▶ _What is being asked_
Reproduce each of the entries below word for word, in the same order.
***** Supplied material
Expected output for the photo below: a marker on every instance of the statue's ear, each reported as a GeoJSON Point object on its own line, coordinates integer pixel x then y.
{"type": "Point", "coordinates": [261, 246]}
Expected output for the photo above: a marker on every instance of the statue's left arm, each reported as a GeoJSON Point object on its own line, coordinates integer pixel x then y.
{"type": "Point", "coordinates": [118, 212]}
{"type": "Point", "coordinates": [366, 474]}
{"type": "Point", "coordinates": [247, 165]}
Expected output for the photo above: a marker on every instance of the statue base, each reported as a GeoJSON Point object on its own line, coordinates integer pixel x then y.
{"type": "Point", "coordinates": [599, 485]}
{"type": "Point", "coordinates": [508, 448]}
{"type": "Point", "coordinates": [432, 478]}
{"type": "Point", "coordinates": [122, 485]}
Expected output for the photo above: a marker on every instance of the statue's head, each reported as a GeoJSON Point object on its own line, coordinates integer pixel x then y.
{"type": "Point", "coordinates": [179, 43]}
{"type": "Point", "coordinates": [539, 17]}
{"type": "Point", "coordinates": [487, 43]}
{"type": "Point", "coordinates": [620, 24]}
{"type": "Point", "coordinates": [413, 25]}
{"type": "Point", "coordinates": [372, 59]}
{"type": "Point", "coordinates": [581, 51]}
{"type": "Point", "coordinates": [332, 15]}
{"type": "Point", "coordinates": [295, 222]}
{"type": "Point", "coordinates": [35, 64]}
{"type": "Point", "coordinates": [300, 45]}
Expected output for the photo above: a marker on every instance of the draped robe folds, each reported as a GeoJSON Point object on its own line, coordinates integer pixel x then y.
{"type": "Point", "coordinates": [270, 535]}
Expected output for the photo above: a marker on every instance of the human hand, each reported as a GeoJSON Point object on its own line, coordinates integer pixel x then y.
**********
▶ _Finished task_
Expected output for the photo below: a marker on every instance of the statue's ear, each reported as a GeoJSON Point object on its own line, coordinates integer pixel x then y.
{"type": "Point", "coordinates": [261, 246]}
Expected output for the photo above: a marker on every instance of the statue's left arm, each reported as a GeoJSON Point object on its own line, coordinates integer pixel x then y.
{"type": "Point", "coordinates": [118, 212]}
{"type": "Point", "coordinates": [366, 474]}
{"type": "Point", "coordinates": [247, 165]}
Expected output for the photo above: a marker on every instance of the statue base, each reported as a GeoJSON Point object on its own line, coordinates integer pixel x then y.
{"type": "Point", "coordinates": [599, 485]}
{"type": "Point", "coordinates": [508, 448]}
{"type": "Point", "coordinates": [432, 478]}
{"type": "Point", "coordinates": [122, 485]}
Expected output for the photo above: a marker on every instance of the statue's head, each reported as a GeoJSON Point object on its own line, coordinates integer pixel x then y.
{"type": "Point", "coordinates": [179, 43]}
{"type": "Point", "coordinates": [539, 17]}
{"type": "Point", "coordinates": [487, 43]}
{"type": "Point", "coordinates": [620, 24]}
{"type": "Point", "coordinates": [413, 25]}
{"type": "Point", "coordinates": [372, 59]}
{"type": "Point", "coordinates": [581, 51]}
{"type": "Point", "coordinates": [332, 15]}
{"type": "Point", "coordinates": [295, 222]}
{"type": "Point", "coordinates": [35, 64]}
{"type": "Point", "coordinates": [300, 45]}
Expected output for the photo above: a marker on every instance of the draped robe folds, each reported as a GeoJSON Point object on its own line, coordinates integer pixel x then y.
{"type": "Point", "coordinates": [270, 535]}
Expected output for the photo above: a marker on every instance of the human hand, each reported as a GeoJSON Point object on its own line, coordinates integer pixel x then y.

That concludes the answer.